- GIVEN INSTRUCTION: Retype the material word for word.

- Pointing dataset records:
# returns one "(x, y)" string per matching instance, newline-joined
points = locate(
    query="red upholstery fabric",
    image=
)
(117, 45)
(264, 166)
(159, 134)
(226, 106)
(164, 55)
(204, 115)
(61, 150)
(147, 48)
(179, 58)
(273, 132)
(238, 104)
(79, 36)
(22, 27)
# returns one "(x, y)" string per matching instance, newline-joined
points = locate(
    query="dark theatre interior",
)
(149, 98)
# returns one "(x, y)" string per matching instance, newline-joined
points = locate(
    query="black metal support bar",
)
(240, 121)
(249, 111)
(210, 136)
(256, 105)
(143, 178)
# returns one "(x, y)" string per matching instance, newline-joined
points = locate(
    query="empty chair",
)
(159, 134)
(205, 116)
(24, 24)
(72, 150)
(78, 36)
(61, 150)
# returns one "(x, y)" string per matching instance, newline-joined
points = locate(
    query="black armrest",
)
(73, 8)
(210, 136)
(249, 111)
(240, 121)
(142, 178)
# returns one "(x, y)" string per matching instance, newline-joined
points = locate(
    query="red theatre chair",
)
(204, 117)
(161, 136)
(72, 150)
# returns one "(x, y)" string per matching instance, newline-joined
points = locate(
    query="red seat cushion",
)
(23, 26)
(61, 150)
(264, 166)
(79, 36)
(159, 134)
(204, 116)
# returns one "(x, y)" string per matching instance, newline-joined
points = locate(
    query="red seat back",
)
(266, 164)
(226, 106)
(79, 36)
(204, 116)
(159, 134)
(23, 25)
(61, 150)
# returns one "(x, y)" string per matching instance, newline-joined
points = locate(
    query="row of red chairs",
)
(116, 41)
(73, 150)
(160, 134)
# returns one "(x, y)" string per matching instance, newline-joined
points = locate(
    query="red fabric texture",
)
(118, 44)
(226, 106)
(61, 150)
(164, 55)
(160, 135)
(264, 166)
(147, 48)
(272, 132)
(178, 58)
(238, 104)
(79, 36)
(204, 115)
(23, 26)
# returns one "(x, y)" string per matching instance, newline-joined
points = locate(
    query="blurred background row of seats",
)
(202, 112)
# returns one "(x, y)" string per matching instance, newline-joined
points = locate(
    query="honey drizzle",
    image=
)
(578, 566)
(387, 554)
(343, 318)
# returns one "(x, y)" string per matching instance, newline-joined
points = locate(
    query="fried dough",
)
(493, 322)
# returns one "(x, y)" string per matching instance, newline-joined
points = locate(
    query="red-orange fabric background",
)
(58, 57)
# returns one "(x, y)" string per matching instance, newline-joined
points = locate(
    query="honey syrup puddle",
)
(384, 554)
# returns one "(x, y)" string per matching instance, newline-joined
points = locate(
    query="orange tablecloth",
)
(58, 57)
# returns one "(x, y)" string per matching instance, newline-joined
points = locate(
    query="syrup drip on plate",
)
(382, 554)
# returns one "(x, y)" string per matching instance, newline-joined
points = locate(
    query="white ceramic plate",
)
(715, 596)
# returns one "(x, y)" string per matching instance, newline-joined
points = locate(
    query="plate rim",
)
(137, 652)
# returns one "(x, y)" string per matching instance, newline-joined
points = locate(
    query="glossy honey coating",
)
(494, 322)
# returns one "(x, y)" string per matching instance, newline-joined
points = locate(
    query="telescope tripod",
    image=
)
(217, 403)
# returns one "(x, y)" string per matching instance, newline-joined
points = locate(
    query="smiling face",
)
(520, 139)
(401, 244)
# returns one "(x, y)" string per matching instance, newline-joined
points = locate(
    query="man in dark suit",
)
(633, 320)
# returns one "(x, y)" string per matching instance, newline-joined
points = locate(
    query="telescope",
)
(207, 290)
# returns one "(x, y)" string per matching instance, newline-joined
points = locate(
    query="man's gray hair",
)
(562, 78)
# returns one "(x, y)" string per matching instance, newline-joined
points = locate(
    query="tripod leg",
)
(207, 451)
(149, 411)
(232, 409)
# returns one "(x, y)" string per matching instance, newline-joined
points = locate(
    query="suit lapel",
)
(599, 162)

- SOLUTION TO THE EXERCISE:
# returns one "(x, y)" string per matching instance, newline-joined
points = locate(
    query="red upholstery fabric",
    image=
)
(117, 45)
(264, 166)
(159, 134)
(226, 106)
(164, 55)
(204, 115)
(61, 150)
(147, 48)
(179, 58)
(273, 132)
(238, 104)
(79, 36)
(22, 27)
# returns one "(x, y)" string per matching instance, newline-joined
points = locate(
    query="dark theatre interior",
)
(149, 98)
# returns one "(x, y)" string per matching instance, newline-joined
points = locate(
    query="black metal support bar",
)
(240, 121)
(249, 111)
(210, 136)
(256, 105)
(143, 178)
# returns one "(x, y)" string per matching instance, newline-joined
points = locate(
    query="empty chair",
)
(159, 134)
(205, 116)
(24, 24)
(72, 150)
(78, 36)
(61, 150)
# returns one "(x, y)" string per matching instance, newline-joined
points = locate(
    query="black armrest",
)
(73, 8)
(210, 136)
(249, 111)
(240, 121)
(142, 178)
# returns one "(x, y)" string per matching instance, newline-joined
points = locate(
    query="red theatre chair",
)
(204, 117)
(161, 136)
(72, 150)
# returns one "(x, y)" string per matching instance, newline-joined
points = locate(
    query="red seat cushion",
)
(23, 26)
(61, 150)
(264, 166)
(79, 36)
(159, 134)
(204, 116)
# returns one "(x, y)" string per matching instance, newline-joined
points = locate(
    query="red seat back",
)
(266, 164)
(226, 106)
(79, 36)
(204, 116)
(159, 134)
(23, 25)
(61, 150)
# returns one "(x, y)" string per matching instance, newline-joined
points = locate(
    query="row of red chairs",
)
(116, 41)
(73, 150)
(160, 134)
# returns one "(x, y)" string per matching instance, newline-joined
points = locate(
    query="red fabric texture",
)
(118, 44)
(226, 106)
(61, 150)
(164, 55)
(160, 135)
(264, 166)
(147, 48)
(272, 132)
(178, 58)
(238, 104)
(79, 36)
(204, 115)
(23, 26)
# returns one "(x, y)" string per matching instance, newline-joined
points = locate(
    query="blurred background row of seats",
)
(202, 112)
# returns one "(x, y)" string per matching instance, newline-joined
points = locate(
    query="honey drizzle",
    image=
)
(578, 566)
(387, 554)
(343, 318)
# returns one "(x, y)" string per matching instance, newline-joined
points = locate(
    query="fried dough",
)
(493, 322)
# returns one "(x, y)" string per matching instance, newline-joined
points = locate(
    query="red-orange fabric background",
)
(58, 57)
# returns one "(x, y)" string per matching instance, newline-joined
points = locate(
    query="honey syrup puddle",
)
(384, 554)
# returns one "(x, y)" string per matching instance, newline-joined
points = locate(
    query="orange tablecloth",
)
(58, 57)
# returns one "(x, y)" string per matching instance, newline-joined
points = locate(
    query="syrup drip on plate",
)
(382, 554)
# returns one "(x, y)" string per matching instance, newline-joined
points = locate(
    query="white ceramic plate",
)
(715, 596)
# returns one "(x, y)" string per matching instance, newline-joined
points = locate(
    query="plate rim",
)
(137, 652)
# returns one "(x, y)" string per matching instance, newline-joined
points = locate(
    query="glossy honey coating",
)
(494, 322)
# returns one "(x, y)" string per matching instance, newline-joined
points = locate(
    query="telescope tripod",
    image=
)
(217, 403)
# returns one "(x, y)" string per matching instance, newline-joined
points = locate(
    query="smiling face",
)
(520, 139)
(401, 244)
# returns one "(x, y)" string per matching instance, newline-joined
points = locate(
    query="man in dark suit",
)
(633, 320)
# returns one "(x, y)" string per matching instance, newline-joined
points = locate(
    query="telescope",
)
(207, 290)
# returns one "(x, y)" string per matching instance, newline-joined
points = locate(
    query="man's gray hair",
)
(562, 78)
# returns one "(x, y)" string per matching instance, newline-joined
points = locate(
    query="tripod leg",
)
(207, 451)
(149, 411)
(232, 409)
# returns one "(x, y)" string per matching instance, newline-joined
points = locate(
    query="suit lapel",
)
(599, 162)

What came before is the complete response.